» **Listing**
——————————

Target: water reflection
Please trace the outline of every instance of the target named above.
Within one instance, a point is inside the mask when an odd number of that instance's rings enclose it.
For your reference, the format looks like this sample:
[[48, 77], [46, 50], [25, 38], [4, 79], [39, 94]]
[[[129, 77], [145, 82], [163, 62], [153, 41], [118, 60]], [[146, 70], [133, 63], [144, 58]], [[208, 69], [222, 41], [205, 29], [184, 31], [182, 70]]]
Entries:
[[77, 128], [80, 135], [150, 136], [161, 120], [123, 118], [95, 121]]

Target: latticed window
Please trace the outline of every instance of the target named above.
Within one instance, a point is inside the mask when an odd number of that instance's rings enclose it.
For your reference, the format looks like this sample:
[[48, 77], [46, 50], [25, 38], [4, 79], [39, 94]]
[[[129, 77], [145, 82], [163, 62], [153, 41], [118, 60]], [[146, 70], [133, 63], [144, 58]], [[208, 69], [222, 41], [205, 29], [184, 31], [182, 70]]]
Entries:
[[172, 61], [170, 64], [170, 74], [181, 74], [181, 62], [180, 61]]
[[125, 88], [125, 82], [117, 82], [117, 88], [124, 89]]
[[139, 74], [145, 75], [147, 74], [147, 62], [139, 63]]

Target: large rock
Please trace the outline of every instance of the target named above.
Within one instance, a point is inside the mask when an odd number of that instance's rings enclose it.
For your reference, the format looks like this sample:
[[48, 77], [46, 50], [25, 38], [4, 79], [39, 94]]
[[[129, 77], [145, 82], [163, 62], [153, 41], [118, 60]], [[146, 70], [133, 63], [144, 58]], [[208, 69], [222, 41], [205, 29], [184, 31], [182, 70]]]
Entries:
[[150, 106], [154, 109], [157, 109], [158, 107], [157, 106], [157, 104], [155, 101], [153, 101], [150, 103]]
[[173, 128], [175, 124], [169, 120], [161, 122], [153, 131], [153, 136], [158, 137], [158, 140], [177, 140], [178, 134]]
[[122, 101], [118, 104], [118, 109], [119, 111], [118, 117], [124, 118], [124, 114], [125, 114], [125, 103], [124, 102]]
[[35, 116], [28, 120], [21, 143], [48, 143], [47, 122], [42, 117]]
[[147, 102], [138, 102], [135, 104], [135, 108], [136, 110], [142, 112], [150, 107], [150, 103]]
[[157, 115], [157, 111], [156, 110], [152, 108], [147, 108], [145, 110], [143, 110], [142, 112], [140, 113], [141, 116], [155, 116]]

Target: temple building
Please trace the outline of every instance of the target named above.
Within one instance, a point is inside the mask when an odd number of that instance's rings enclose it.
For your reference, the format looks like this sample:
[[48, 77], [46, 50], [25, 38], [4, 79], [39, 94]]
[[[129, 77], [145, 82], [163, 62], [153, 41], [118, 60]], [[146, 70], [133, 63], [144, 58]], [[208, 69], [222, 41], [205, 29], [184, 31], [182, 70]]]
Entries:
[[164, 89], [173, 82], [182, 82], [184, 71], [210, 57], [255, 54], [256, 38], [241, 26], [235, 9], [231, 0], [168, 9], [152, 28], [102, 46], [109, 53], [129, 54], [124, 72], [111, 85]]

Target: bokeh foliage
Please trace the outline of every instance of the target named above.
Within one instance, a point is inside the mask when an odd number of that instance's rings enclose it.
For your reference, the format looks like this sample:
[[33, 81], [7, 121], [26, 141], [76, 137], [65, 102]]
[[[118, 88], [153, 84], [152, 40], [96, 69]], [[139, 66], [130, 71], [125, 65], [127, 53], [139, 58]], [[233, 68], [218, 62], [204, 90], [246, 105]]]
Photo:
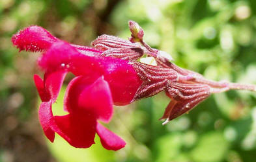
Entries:
[[[117, 152], [104, 150], [98, 138], [89, 149], [72, 148], [59, 137], [46, 146], [32, 83], [38, 54], [18, 54], [12, 34], [38, 25], [89, 45], [103, 33], [126, 39], [130, 19], [176, 64], [210, 79], [256, 84], [254, 0], [1, 0], [0, 161], [255, 161], [256, 93], [247, 91], [212, 95], [164, 126], [158, 119], [169, 101], [164, 94], [116, 108], [107, 126], [127, 142]], [[61, 111], [61, 102], [55, 110]]]

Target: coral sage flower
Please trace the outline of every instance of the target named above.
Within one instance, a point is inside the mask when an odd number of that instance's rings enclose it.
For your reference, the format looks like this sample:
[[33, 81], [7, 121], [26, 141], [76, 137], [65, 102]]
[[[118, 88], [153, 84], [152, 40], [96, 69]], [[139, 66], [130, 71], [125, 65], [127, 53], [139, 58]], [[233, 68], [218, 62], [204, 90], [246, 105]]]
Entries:
[[[39, 119], [46, 137], [53, 142], [55, 133], [71, 145], [88, 148], [97, 133], [102, 146], [117, 150], [126, 145], [99, 122], [107, 123], [113, 106], [124, 106], [165, 91], [171, 98], [161, 119], [169, 121], [191, 110], [212, 93], [230, 89], [256, 91], [253, 85], [208, 80], [201, 75], [176, 65], [170, 55], [151, 48], [143, 40], [144, 31], [129, 22], [129, 40], [102, 35], [94, 47], [63, 41], [38, 26], [13, 36], [20, 51], [43, 51], [38, 60], [44, 79], [34, 80], [42, 100]], [[150, 58], [156, 65], [142, 62]], [[63, 108], [67, 115], [54, 116], [51, 104], [57, 98], [67, 73], [76, 76], [68, 85]]]
[[[38, 75], [34, 80], [42, 101], [39, 108], [40, 124], [51, 142], [56, 132], [75, 147], [88, 148], [94, 143], [96, 133], [107, 149], [117, 150], [125, 146], [122, 139], [98, 121], [108, 122], [113, 104], [130, 103], [141, 84], [128, 61], [100, 56], [102, 52], [91, 47], [74, 47], [39, 27], [20, 31], [12, 41], [20, 50], [45, 51], [38, 60], [46, 72], [44, 80]], [[68, 72], [76, 75], [64, 99], [64, 110], [68, 114], [53, 116], [51, 104]]]

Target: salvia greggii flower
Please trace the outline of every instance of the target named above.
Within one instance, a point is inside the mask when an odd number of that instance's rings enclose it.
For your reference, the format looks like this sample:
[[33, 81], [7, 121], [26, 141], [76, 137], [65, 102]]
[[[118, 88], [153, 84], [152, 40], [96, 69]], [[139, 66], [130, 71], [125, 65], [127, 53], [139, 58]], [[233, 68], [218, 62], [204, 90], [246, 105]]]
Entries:
[[[92, 42], [94, 47], [64, 42], [38, 26], [13, 36], [12, 41], [20, 51], [43, 52], [38, 64], [45, 72], [44, 79], [35, 75], [34, 80], [42, 100], [40, 122], [51, 142], [57, 133], [75, 147], [88, 148], [97, 133], [104, 148], [117, 150], [125, 142], [99, 123], [110, 121], [113, 105], [126, 105], [165, 91], [171, 102], [161, 118], [166, 119], [164, 124], [212, 93], [256, 89], [253, 85], [210, 80], [179, 67], [171, 62], [170, 55], [144, 41], [144, 31], [137, 23], [129, 21], [129, 40], [102, 35]], [[138, 61], [145, 56], [154, 58], [157, 65]], [[68, 115], [54, 116], [51, 104], [69, 72], [76, 76], [64, 98]]]

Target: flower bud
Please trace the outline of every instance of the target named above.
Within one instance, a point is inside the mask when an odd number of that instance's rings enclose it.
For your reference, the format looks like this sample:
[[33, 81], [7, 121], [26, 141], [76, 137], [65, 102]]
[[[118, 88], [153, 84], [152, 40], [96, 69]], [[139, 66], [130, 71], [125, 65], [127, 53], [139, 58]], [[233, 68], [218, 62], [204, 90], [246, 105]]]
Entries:
[[135, 21], [129, 21], [129, 29], [134, 41], [142, 40], [144, 36], [143, 29]]

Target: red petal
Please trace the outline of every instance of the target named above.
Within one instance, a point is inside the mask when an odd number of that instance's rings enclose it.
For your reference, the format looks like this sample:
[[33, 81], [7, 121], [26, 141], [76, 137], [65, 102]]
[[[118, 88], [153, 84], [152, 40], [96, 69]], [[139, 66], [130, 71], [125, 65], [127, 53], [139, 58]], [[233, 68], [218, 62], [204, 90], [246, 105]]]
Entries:
[[86, 111], [104, 122], [110, 121], [113, 101], [109, 87], [102, 76], [78, 76], [68, 84], [64, 100], [68, 112]]
[[100, 136], [102, 146], [106, 149], [116, 151], [124, 147], [126, 145], [123, 139], [98, 122], [97, 123], [96, 132]]
[[51, 125], [54, 124], [54, 119], [51, 111], [51, 102], [42, 102], [40, 105], [39, 121], [44, 130], [44, 134], [51, 142], [54, 141], [54, 132], [51, 128]]
[[55, 102], [58, 97], [66, 73], [64, 71], [59, 71], [46, 73], [44, 75], [46, 90], [50, 95], [52, 102]]
[[42, 101], [48, 101], [50, 100], [50, 95], [46, 92], [44, 88], [44, 81], [37, 75], [34, 75], [35, 84], [39, 93]]
[[119, 106], [130, 103], [141, 84], [139, 76], [127, 60], [81, 54], [64, 42], [53, 43], [38, 63], [46, 71], [66, 70], [76, 76], [104, 75], [114, 103]]
[[52, 129], [70, 145], [89, 148], [94, 143], [96, 120], [88, 114], [68, 114], [55, 116], [57, 126]]
[[103, 77], [98, 78], [80, 94], [79, 107], [92, 111], [98, 119], [107, 122], [113, 115], [113, 100], [109, 87]]
[[31, 26], [14, 34], [12, 41], [20, 51], [38, 52], [48, 49], [58, 39], [42, 27]]

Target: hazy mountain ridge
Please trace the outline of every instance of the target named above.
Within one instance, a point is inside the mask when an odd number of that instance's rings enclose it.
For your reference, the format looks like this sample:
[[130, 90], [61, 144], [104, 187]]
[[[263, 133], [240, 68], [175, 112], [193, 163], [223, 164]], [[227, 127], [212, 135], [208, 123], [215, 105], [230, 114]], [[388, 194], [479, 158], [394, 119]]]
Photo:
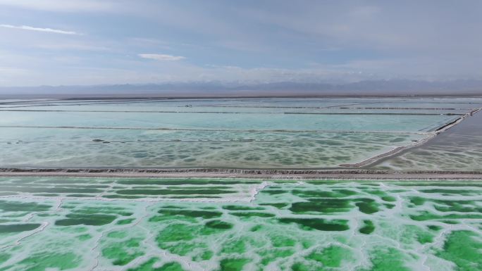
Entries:
[[392, 80], [360, 81], [334, 84], [280, 82], [262, 84], [219, 82], [172, 82], [145, 84], [92, 86], [39, 86], [0, 87], [0, 96], [253, 96], [336, 95], [479, 95], [482, 80], [445, 82]]

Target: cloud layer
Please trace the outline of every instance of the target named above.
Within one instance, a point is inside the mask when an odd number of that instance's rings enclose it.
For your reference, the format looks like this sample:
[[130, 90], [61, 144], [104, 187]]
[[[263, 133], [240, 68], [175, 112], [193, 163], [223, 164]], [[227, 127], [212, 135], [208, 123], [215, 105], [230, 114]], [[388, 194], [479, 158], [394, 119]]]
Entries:
[[0, 0], [1, 86], [482, 79], [482, 1]]
[[175, 61], [185, 58], [184, 56], [165, 55], [161, 53], [140, 53], [139, 56], [142, 58], [154, 59], [160, 61]]
[[65, 30], [60, 30], [58, 29], [51, 29], [51, 28], [34, 27], [27, 26], [27, 25], [0, 25], [0, 27], [20, 29], [23, 30], [30, 30], [30, 31], [47, 32], [49, 32], [49, 33], [56, 33], [56, 34], [78, 34], [78, 33], [76, 33], [73, 31], [65, 31]]

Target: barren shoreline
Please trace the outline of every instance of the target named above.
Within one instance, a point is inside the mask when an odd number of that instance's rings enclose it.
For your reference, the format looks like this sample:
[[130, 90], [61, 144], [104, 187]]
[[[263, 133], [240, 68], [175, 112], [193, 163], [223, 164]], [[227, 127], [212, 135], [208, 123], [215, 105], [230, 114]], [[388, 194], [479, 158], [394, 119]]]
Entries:
[[482, 170], [393, 171], [379, 170], [238, 169], [0, 169], [0, 177], [141, 178], [256, 178], [286, 179], [466, 179], [482, 180]]

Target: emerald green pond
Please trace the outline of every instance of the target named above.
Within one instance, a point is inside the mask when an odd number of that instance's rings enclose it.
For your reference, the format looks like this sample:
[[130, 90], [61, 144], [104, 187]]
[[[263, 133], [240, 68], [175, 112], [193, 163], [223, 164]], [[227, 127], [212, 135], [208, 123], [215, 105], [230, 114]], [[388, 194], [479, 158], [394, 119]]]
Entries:
[[0, 185], [1, 270], [482, 269], [478, 181], [2, 177]]

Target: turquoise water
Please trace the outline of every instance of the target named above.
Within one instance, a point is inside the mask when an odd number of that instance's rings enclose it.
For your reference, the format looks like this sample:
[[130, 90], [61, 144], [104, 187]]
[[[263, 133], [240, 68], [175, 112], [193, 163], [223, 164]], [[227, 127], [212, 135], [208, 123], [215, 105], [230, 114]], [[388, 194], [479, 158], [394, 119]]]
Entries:
[[332, 168], [415, 144], [480, 106], [475, 99], [4, 100], [0, 166]]

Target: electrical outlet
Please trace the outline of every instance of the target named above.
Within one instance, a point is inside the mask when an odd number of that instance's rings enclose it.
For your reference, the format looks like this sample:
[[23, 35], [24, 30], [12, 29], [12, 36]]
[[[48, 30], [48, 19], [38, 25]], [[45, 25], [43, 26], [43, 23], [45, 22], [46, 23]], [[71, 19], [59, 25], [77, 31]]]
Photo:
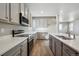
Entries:
[[4, 28], [1, 28], [1, 33], [4, 33]]

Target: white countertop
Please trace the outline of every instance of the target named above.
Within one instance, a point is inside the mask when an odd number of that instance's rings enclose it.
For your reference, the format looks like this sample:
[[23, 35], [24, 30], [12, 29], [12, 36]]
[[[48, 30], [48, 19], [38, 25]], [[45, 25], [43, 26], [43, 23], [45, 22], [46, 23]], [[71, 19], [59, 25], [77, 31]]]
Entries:
[[11, 35], [0, 37], [0, 55], [3, 55], [27, 38], [28, 37], [12, 37]]
[[[51, 34], [51, 35], [54, 36], [55, 38], [57, 38], [58, 40], [60, 40], [61, 42], [63, 42], [64, 44], [68, 45], [69, 47], [73, 48], [75, 51], [77, 51], [79, 53], [79, 36], [76, 36], [76, 38], [73, 40], [64, 40], [64, 39], [61, 39], [61, 38], [55, 36], [55, 34]], [[58, 34], [58, 35], [60, 35], [60, 34]], [[65, 36], [65, 34], [63, 34], [63, 35]]]

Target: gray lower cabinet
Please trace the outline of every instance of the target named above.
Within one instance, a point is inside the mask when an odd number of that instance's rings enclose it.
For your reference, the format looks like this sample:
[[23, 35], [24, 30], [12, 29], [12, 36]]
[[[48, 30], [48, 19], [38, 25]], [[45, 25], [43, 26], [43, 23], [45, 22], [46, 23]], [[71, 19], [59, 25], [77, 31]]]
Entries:
[[61, 56], [62, 55], [62, 47], [61, 42], [55, 39], [55, 55]]
[[11, 50], [4, 53], [2, 56], [20, 56], [20, 45], [15, 46]]
[[77, 54], [78, 53], [74, 49], [63, 44], [63, 56], [76, 56]]
[[49, 48], [52, 51], [52, 36], [51, 35], [49, 35]]
[[49, 47], [55, 56], [79, 56], [79, 53], [52, 35], [49, 35]]
[[13, 47], [2, 56], [27, 56], [27, 40]]
[[27, 56], [27, 40], [21, 44], [21, 56]]
[[62, 55], [62, 47], [61, 42], [57, 40], [52, 35], [49, 35], [49, 47], [55, 56], [61, 56]]
[[55, 55], [55, 38], [52, 36], [52, 52]]

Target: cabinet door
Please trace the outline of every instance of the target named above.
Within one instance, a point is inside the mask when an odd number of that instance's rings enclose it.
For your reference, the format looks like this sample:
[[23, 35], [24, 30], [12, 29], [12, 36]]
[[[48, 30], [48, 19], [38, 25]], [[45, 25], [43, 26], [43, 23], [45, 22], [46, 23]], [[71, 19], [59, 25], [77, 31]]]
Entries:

——————————

» **Work instructions**
Repeat the data verbatim, starting with the line that contains "Target: temple building" and going on through the line that contains "72], [111, 85]]", both included.

» **Answer to the problem**
Target: temple building
Please trace the outline of every instance of the target named above.
Within one instance, a point is inside the mask when an odd number of that instance's rings enclose it.
For your reference, the format looks like this sample:
[[48, 77], [46, 50], [25, 38], [4, 79], [39, 94]]
[[[129, 77], [145, 82], [163, 62], [153, 41], [118, 60]], [[146, 70], [133, 63], [144, 58]], [[208, 69], [222, 41], [205, 29], [184, 31], [182, 70]]]
Entries:
[[164, 89], [173, 82], [182, 82], [184, 71], [210, 57], [255, 54], [256, 38], [241, 26], [235, 9], [231, 0], [168, 9], [152, 28], [102, 46], [109, 53], [129, 54], [124, 72], [111, 85]]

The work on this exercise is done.